▶ **MATERIAL FOR THE TASK**
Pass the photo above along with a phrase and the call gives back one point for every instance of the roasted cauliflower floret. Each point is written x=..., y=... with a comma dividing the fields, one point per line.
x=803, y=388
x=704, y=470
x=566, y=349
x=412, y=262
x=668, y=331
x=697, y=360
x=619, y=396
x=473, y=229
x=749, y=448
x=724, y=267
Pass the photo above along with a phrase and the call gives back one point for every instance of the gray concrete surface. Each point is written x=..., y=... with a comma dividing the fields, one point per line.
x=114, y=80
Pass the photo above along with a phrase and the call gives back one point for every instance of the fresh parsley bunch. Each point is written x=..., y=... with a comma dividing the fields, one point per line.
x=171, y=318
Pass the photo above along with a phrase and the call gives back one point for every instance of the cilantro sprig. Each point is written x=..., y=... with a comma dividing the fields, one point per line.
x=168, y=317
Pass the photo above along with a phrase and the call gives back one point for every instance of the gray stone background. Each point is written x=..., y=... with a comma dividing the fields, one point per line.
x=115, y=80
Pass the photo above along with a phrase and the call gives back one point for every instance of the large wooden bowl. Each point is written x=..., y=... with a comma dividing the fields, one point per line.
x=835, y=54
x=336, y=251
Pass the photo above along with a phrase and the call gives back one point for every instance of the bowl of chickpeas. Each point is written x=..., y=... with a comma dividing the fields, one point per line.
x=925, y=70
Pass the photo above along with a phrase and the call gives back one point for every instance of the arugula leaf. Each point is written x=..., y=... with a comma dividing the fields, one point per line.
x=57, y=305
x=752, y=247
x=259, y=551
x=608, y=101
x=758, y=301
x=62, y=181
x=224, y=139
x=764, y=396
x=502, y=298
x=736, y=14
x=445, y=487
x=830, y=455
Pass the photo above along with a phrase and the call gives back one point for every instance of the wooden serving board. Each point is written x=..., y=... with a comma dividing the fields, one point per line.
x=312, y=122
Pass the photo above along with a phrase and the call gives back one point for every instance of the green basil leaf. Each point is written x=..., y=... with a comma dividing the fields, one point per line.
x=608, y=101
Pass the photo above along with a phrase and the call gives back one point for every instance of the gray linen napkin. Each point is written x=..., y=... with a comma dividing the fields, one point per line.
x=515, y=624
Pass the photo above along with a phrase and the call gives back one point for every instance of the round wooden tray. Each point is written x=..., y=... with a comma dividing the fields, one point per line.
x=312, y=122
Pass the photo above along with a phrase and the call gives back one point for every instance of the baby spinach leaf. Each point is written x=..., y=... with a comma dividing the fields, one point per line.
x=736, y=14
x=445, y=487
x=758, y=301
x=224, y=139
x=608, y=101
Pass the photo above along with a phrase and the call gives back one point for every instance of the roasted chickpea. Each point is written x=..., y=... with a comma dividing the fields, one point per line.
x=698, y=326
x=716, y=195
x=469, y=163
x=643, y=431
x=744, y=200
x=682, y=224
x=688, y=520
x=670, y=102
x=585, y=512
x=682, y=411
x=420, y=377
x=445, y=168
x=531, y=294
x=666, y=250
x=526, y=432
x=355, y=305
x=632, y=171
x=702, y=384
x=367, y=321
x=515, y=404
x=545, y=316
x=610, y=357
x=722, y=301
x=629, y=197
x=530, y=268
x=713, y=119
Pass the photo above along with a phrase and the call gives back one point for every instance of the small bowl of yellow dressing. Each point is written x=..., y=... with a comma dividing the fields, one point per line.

▶ **DIRECTIONS**
Give the lines from the one that contains "the roasted chickpea." through the final line of the rows as a JSON list of strings, one string per line, with blank lines left out.

▶ **SOLUTION TO THE PROBLEM**
[
  "Pass the photo above along with a phrase and the call gives back one point for every instance of the roasted chickpea. Each point is written x=..., y=... with a comma dividing the fields, one point per line.",
  "x=698, y=326",
  "x=716, y=195",
  "x=469, y=163",
  "x=643, y=431",
  "x=744, y=200",
  "x=682, y=224",
  "x=688, y=520",
  "x=670, y=102",
  "x=585, y=512",
  "x=682, y=411",
  "x=420, y=377",
  "x=445, y=168",
  "x=531, y=294",
  "x=666, y=250",
  "x=526, y=432",
  "x=355, y=305",
  "x=632, y=171",
  "x=702, y=384",
  "x=367, y=321",
  "x=515, y=404",
  "x=545, y=316",
  "x=610, y=357",
  "x=722, y=301",
  "x=629, y=197",
  "x=530, y=268",
  "x=713, y=119",
  "Pass the photo above along with a phrase and the call gives back one point for every instance of the small bowl of yellow dressing. Each point is written x=..., y=... with a comma dividing the fields, one point per line."
]